» Required tasks
- 1) Answer these questions from the media release on vocational education and training fees:
(a) Which body will run the research and consultation process?
(b) In what month will public forums be held across the state?
(c) Under which section of the Essential Services Commission Act 2001 is the inquiry referred?
- 2) Carry on the media release on vocational education and training fees from its final sentence.

» Extract provided
::::
The Hon Robert Clark MP Attorney-General Minister for Finance

Media release

Wednesday 4 May 2011

Victorians to have their say about Vocational Education and Training Fees

Minister for Higher Education and Skills Peter Hall and Minister for Finance Robert Clark today announced Victorians would have a unique opportunity to have their say about vocational education fees and funding in a new public review.

“The Victorian Coalition Government is committed to removing barriers to vocational education to help Victorians get jobs and gain the skills they need to contribute to the state economy,” Mr Hall said.

“At the 2010 election we committed to a review of all fee and funding structures across the training system to ensure there is continued support for those who need to broaden their skills to gain or maintain employment. This review fulfils that election commitment.”

Mr Clark emphasised the government’s commitment to conduct the review in a transparent and consultative manner.

“The Essential Services Commission will conduct a research and consultation process that will lead to the publication of a discussion paper. This will be used as the basis for a following state-wide public consultation process,” Mr Clark said.

“As Victoria’s independent economic regulator of essential services, the commission is well placed with the expertise and experience to conduct a transparent and objective process and provide recommendations to the Coalition Government.”

Mr Hall said vocational education and training fees could in some cases present significant barriers in getting the skills that Victorians and Victorian businesses need.

“We want to give Victorians the opportunity to have their say, which is why interested parties can make written submissions to the review when it opens in coming weeks, and participate in public forums right across the state in August,” Mr Hall said.

“This is another important step the Coalition Government is taking toward making education and training more accessible.

Earlier in the year the government announced the reinstatement of concession fee places for youth Health Care Card holders studying diploma and advanced diploma courses at Victorian TAFEs.



Full details on the review’s Terms of Reference, including details of the process are attached. Further details will be made available shortly at and

Media Contact: James Martin 0400 744 913

Essential Services Commission Act 2001

Essential Services Commission

Terms of Reference

Inquiry into Vocational Education and Training fees and funding arrangements

Pursuant to section 41 of the Essential Services Commission Act 2001 (the ESC Act), as

Minister responsible for administering the ESC Act, I refer to the Essential Services

Commission (the Commission) for inquiry the fees and funding model arrangements in the

Victorian Education and Training (VET) sector.
::::
» Provided information

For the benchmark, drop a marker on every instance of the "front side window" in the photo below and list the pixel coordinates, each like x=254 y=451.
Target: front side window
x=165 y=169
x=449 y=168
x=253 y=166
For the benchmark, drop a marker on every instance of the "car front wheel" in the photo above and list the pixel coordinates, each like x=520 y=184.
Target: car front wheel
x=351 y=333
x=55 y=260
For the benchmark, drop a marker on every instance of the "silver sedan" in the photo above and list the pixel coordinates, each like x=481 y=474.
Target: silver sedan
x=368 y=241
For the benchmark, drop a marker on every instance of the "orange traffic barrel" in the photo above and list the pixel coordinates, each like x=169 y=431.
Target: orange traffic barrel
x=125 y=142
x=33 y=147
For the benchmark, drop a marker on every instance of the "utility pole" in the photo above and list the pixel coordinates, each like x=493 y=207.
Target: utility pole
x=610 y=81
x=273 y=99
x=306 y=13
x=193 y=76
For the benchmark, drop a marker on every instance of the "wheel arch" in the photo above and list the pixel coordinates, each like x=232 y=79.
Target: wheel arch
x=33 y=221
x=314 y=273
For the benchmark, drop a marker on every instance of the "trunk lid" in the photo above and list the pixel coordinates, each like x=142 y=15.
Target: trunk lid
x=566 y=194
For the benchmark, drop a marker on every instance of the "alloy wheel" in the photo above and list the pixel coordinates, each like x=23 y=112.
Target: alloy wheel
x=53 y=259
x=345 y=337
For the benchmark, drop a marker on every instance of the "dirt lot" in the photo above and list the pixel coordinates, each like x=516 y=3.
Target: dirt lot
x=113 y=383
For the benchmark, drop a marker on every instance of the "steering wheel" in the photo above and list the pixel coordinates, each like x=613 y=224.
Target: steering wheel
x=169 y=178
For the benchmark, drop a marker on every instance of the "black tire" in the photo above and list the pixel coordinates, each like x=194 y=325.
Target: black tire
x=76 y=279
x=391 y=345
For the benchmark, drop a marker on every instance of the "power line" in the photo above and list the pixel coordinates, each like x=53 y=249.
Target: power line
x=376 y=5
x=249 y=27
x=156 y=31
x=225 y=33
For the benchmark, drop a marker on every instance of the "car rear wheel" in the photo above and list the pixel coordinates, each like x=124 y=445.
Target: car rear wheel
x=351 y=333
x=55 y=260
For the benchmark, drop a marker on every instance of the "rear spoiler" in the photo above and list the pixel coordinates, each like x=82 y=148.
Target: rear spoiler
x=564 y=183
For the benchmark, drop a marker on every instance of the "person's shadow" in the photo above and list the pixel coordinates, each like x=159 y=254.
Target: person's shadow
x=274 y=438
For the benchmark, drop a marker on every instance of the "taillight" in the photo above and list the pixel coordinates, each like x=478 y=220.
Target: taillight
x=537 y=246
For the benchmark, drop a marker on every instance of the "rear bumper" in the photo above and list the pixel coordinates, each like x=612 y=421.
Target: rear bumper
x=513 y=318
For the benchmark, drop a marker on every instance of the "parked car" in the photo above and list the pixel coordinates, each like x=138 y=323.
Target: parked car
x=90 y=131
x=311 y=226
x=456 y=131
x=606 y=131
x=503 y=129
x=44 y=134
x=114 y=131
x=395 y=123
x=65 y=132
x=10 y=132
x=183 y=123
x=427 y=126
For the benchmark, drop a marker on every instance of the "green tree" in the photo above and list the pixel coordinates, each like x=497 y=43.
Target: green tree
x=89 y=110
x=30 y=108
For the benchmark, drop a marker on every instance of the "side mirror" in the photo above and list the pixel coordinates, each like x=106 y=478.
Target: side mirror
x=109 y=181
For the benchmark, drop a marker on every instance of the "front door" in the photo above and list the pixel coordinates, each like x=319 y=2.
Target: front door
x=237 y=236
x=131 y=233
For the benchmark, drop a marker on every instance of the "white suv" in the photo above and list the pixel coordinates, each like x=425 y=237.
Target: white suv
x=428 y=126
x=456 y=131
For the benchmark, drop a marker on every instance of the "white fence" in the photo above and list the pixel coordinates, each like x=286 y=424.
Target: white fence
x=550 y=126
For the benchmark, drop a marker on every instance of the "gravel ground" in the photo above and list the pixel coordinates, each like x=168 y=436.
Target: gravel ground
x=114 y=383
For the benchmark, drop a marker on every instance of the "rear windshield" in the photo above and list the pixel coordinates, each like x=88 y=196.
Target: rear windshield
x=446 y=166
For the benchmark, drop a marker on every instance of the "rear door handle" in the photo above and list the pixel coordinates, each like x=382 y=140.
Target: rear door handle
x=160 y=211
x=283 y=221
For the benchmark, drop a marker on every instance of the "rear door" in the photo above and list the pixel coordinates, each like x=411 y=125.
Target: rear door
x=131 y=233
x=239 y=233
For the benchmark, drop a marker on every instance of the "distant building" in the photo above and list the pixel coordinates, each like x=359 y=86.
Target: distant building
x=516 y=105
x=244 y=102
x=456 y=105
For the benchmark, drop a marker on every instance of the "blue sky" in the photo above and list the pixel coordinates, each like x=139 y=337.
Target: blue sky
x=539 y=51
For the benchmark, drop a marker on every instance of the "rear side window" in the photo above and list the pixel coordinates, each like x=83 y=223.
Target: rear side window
::::
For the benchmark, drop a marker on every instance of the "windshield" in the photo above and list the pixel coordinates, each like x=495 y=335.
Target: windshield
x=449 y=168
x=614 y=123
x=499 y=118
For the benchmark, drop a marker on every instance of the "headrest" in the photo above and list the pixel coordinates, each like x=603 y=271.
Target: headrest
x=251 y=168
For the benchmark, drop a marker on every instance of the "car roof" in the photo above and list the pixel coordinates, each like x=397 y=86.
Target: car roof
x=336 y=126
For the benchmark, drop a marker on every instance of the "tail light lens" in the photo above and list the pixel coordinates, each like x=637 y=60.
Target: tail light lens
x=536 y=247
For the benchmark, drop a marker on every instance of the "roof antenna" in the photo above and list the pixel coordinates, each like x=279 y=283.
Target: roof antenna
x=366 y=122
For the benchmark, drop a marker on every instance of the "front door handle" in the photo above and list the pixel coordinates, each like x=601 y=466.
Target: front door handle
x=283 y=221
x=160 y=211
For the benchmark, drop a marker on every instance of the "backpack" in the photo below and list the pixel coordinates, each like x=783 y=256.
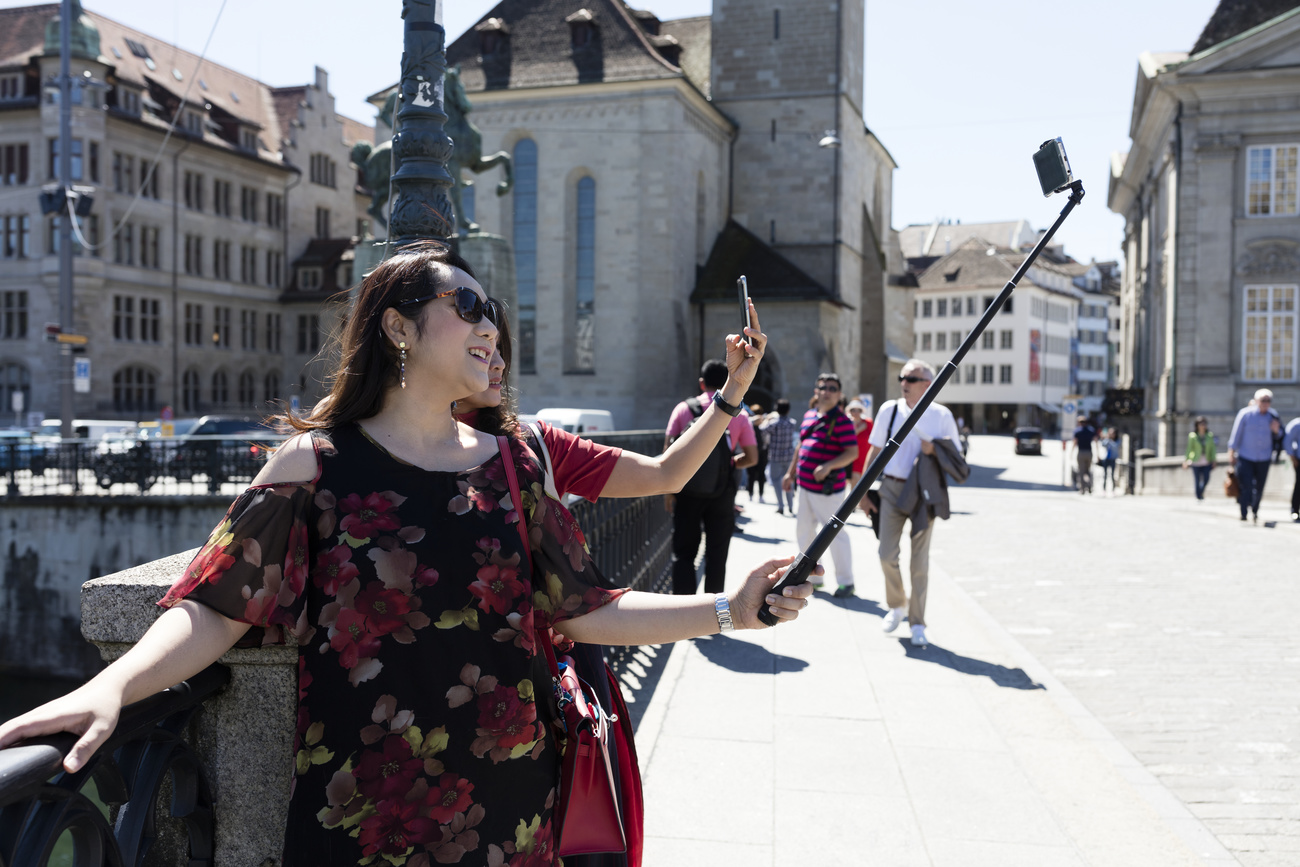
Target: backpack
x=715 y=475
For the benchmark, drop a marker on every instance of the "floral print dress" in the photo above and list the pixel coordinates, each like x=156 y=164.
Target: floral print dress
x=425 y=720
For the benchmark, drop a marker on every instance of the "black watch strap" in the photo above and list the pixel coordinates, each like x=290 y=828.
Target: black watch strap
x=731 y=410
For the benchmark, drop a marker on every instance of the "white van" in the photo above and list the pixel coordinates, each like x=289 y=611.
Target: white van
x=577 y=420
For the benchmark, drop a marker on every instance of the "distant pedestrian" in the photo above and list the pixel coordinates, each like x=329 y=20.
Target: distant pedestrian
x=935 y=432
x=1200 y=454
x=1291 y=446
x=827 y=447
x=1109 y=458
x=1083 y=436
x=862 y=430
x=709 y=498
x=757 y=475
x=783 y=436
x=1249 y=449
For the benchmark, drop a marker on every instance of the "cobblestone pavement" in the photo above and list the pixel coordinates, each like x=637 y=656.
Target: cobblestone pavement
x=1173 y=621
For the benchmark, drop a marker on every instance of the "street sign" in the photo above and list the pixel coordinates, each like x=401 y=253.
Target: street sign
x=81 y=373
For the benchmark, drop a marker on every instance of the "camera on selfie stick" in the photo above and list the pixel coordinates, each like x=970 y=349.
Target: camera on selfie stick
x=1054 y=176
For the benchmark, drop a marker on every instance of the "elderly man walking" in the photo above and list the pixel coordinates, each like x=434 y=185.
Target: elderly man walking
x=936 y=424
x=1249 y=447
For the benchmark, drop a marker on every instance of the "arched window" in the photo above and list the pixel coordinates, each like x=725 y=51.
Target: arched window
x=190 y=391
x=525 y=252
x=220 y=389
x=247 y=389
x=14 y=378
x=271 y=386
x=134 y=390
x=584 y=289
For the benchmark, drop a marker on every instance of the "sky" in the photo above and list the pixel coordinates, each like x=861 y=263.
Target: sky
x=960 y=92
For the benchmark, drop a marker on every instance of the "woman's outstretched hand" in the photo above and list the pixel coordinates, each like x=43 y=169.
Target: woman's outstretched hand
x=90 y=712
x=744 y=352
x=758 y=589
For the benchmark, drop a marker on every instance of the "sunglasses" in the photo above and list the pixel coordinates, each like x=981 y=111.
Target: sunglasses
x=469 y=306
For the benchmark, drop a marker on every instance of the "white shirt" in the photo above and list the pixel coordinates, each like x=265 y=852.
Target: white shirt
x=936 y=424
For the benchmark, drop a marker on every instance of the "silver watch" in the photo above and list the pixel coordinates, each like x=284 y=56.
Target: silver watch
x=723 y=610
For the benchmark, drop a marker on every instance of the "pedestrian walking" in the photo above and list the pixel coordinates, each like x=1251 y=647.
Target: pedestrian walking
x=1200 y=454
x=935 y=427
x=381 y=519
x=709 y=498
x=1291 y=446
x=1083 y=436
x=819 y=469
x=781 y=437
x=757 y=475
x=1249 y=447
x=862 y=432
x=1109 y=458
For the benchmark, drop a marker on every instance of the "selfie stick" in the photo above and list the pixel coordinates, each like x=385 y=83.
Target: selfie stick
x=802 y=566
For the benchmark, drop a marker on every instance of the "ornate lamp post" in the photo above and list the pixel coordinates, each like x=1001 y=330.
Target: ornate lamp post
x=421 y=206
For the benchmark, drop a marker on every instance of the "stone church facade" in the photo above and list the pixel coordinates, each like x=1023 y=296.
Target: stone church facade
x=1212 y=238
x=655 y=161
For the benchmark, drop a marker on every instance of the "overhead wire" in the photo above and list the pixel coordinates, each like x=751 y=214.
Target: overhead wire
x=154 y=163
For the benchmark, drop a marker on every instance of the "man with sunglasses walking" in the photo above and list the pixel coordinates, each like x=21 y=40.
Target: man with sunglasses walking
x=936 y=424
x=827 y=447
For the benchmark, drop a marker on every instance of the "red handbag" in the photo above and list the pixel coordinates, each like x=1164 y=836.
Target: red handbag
::::
» The results
- 1)
(a) The Essential Services Commission
(b) August
(c) Section 41

- 2)
Scope of the inquiry

1. The Commission should examine the extent to which the design of the Government’s

funding mechanism and fee structures contribute to advancing the core objectives of the

Victorian Training System, including a system that:

(a) produces the skills needed by the Victorian economy;

(b) is competitive, efficient and student centred;

(c) assists the unqualified gain qualifications;

(d) helps the already qualified access qualifications that support their advancement in

the labour market;

(e) encourages key cohorts to complete their qualification; and

(f) caters for higher-need learners, such as equity groups, Victorians with low socio-economic status and students with poor prior records of education achievement.

2. The Commission is to examine the efficiency and effectiveness of Government funding

mechanisms and fee structures, including:

(a) rationing mechanisms (eligibility), concessions and income-contingent loan


(b) relative funding levels for TAFE institutions and registered training organisations;

(c) prescribed minimum and maximum tuition fee levels;

(d) the weighted training hour approach based on estimated costs of delivery;

(e) the balance between government, student and employer contributions; and

(f) funding structures for higher-need learners.

The inquiry should present options for any changes to the design of funding mechanisms or

fee structures, including timing and phasing for each option. Options should be affordable

and prudent in the context of the State’s budget position.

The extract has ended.